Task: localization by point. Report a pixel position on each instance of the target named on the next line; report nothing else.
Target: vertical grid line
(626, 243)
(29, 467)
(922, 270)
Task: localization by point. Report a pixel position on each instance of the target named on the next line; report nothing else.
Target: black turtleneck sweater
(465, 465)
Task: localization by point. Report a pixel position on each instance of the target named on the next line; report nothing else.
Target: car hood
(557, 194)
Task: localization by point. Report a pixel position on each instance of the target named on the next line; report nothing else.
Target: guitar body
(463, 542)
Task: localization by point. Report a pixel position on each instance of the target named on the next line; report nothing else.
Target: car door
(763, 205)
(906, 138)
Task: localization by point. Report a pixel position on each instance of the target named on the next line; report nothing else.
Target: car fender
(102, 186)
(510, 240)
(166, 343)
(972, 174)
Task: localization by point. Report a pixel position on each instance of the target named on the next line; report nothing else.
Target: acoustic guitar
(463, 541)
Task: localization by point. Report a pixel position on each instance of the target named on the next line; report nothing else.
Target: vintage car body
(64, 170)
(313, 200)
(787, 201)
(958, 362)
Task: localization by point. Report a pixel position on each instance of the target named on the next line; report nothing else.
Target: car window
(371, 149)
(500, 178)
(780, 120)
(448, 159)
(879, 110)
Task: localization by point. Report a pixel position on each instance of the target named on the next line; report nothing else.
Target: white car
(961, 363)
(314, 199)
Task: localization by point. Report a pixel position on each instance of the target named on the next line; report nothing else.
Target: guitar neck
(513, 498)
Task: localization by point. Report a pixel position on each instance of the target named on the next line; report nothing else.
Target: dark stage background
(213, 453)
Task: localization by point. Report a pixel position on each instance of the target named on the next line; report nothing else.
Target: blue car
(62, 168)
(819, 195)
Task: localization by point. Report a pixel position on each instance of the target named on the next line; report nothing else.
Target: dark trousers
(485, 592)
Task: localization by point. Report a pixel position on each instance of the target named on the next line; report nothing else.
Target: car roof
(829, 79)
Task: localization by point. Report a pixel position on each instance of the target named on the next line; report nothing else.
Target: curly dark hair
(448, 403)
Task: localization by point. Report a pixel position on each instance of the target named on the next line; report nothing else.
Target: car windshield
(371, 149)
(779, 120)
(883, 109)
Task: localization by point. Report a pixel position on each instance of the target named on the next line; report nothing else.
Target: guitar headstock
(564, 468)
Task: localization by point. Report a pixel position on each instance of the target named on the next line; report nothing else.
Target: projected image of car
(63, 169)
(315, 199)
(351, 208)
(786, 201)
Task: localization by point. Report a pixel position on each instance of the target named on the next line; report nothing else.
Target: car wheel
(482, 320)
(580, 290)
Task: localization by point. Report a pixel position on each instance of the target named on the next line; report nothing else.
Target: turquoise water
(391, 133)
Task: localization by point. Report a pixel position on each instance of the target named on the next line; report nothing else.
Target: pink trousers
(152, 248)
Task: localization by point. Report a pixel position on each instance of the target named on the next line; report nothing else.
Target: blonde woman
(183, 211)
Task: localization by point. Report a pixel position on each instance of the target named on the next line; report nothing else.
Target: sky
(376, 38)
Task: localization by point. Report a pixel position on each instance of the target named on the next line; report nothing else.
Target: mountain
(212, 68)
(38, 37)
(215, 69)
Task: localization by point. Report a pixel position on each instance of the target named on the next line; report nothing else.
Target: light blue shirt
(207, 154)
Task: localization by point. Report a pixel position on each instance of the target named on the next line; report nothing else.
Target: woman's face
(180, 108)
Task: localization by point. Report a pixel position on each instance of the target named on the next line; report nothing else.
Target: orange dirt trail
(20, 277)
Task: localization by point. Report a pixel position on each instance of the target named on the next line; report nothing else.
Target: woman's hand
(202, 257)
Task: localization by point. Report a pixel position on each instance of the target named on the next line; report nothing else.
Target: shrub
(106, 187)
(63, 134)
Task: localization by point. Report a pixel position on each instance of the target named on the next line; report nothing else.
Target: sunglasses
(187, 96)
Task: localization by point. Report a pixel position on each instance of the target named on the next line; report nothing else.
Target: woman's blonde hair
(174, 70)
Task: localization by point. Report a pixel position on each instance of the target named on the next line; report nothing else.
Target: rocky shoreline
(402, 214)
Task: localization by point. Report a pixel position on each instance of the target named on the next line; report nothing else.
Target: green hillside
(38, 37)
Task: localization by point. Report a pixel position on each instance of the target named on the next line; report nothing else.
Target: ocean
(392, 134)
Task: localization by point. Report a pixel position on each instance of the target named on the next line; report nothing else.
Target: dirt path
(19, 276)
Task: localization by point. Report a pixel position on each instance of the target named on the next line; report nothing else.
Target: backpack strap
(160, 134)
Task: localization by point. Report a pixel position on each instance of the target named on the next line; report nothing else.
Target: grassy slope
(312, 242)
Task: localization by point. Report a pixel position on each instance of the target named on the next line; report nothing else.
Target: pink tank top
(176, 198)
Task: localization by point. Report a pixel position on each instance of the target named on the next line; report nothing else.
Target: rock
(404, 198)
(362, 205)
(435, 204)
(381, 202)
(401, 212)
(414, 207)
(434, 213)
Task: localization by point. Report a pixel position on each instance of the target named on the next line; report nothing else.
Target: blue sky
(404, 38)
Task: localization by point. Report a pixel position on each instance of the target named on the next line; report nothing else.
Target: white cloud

• • • • • • •

▸ EXERCISE OBJECTIVE
From the first line to the last, return the data exactly.

▸ WRITTEN ANSWER
Task: localization by point. Report a pixel position on each instance of the target named on the next line; report nothing else.
Target: vertical grid line
(626, 243)
(29, 467)
(922, 270)
Task: localization by point. Report a pixel position on each instance of the target named on the next line; report nothing else.
Target: black turtleneck sweater
(465, 465)
Task: localization by point. Report a pixel position on each instance of the target named on the next line; report nothing else.
Target: car hood
(557, 194)
Task: localization by point. Report a pixel position on each instance of the target named on the next line; report nothing else.
Target: guitar body
(463, 542)
Task: localization by point. Report a pixel position on each instance of the target named on the next line; report nothing else.
Target: car door
(763, 205)
(906, 138)
Task: localization by point. Report a pixel position on each instance of the target named on the next line; report nothing else.
Target: car fender
(102, 186)
(510, 240)
(166, 343)
(972, 174)
Task: localization by point. Report a pixel position on each instance of the target named on the next line; report nothing else.
Target: acoustic guitar
(463, 541)
Task: localization by point. Report a pixel position on each instance of the target named on the next line; report nothing else.
Target: vintage car body
(64, 170)
(313, 200)
(787, 201)
(958, 362)
Task: localization by point. Report a pixel position on each instance of the target named on the next line; report nothing else.
Target: car window
(371, 149)
(500, 178)
(780, 120)
(448, 159)
(879, 110)
Task: localization by point. Report a pixel position on each instance of the target named on the next line; report nothing else.
Target: white car
(961, 363)
(314, 199)
Task: localization by point. Report a pixel position on each instance of the target named on the next line; report nothing else.
Target: guitar neck
(513, 498)
Task: localization by point. Report a pixel position on each instance of the target named on the next line; report nothing else.
Target: dark stage background
(213, 453)
Task: localization by point. Report a pixel position on each instance of the target named on the next line; report nothing else.
Target: blue car
(62, 168)
(819, 195)
Task: localization by point. Report a pixel position on each instance of the target named on the next line; report nothing else.
Target: dark trousers
(485, 592)
Task: localization by point. Report a pixel position on each instance of the target named on the next line; report nothing else.
Target: car roof
(829, 79)
Task: localization by point. Report a pixel position on each instance of the target named on the next line; report nothing else.
Target: curly dark hair
(448, 403)
Task: localization by point. Report a pixel position on each instance of the target named on the next line; report nothing else.
Target: car windshield
(371, 149)
(779, 120)
(883, 109)
Task: localization by point. Report a pixel position on each instance of the target named on the next line; report nothing else.
Target: guitar headstock
(564, 468)
Task: localization by point. Report a pixel position on each instance of the target named on the next line; report nothing else.
Target: projected image of car
(63, 169)
(315, 199)
(351, 208)
(786, 201)
Task: localization by point. Report a pixel position on each instance of the target named on the next line; report nothing else.
Target: car wheel
(482, 320)
(580, 290)
Task: localization by point. Report a pixel position on each instance of the target named on the next line; report nothing else.
Target: turquoise water
(391, 133)
Task: localization by point. Report a pixel position on each instance of the target named on the next line; report nothing else.
Target: pink trousers
(152, 248)
Task: localization by point. Report a pixel position on each instance of the target named on the next line; report nothing else.
Target: blonde woman
(183, 211)
Task: localization by point. Report a pixel position on each instance of the target named on the next line; report nothing else.
Target: sky
(376, 38)
Task: localization by point. Report a pixel position on each instance of the target named on the next line; report nothing else.
Target: mountain
(212, 68)
(38, 37)
(215, 69)
Task: localization by point. Report a pixel position on each instance of the target named on the next line; report nothing else.
Target: light blue shirt
(207, 154)
Task: localization by point. Report a pixel position on each instance of the target named on the next line; report nothing else.
Target: woman's face
(180, 108)
Task: localization by point. Report a pixel position on each instance of the target named on the next line; report nothing else.
Target: orange dirt trail
(20, 277)
Task: localization by point. Report a pixel position on each instance of the target named on the next line; report nothing else.
Target: woman's hand
(202, 257)
Task: localization by point. Report a pixel position on each instance of the target named on the next line; report nothing else.
Target: shrub
(106, 187)
(63, 134)
Task: localization by point. Report a pixel position on each instance of the target named on the next line; report nothing else.
Target: sunglasses
(187, 96)
Task: localization by point. Report a pixel position on each instance of the target named on the next line; report nothing else.
Target: woman's blonde hair
(174, 70)
Task: localization by point. Report a pixel position on each instance of the target named on the next line; report nothing else.
Target: rocky shoreline
(402, 214)
Task: localization by point. Report a pixel position on each instance of the target named on the next line; report nothing else.
Target: green hillside
(38, 37)
Task: localization by point. Report a pixel position on each instance of the target named on the next line; report nothing else.
Target: ocean
(392, 134)
Task: localization by point. Report a pixel position on each instance of the target named on the next line; report nothing else.
Target: dirt path
(19, 276)
Task: localization by point. Report a pixel position on each instance of the target named on the next line; report nothing else.
Target: backpack strap
(160, 134)
Task: localization by point. Report a pixel position on each instance of the target named on the next line; report nothing else.
Target: grassy slope
(312, 242)
Task: localization by point. Report a pixel position on each instance of the target named on the next line; report nothing else.
Target: pink tank top
(176, 198)
Task: localization by point. Report a pixel position on each instance of the target named on the next line; report nothing else.
Target: rock
(404, 198)
(362, 205)
(435, 204)
(381, 202)
(401, 212)
(414, 207)
(434, 213)
Task: localization by point. Report a pixel position on each instance of the target named on the next line; report nothing else.
Target: blue sky
(404, 38)
Task: localization by point. Report a pixel position on each instance of the target named on the next line; report nothing else.
Target: white cloud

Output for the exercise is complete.